— WHAT THE EXERCISE ASKS —
For the string "field", find every matching line in the records and copy it.

— EXTRACTED INFORMATION —
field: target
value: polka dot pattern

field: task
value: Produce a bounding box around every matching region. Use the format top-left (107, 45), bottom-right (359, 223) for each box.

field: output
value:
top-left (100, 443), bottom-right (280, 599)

— ANSWER BELOW —
field: target
field: task
field: output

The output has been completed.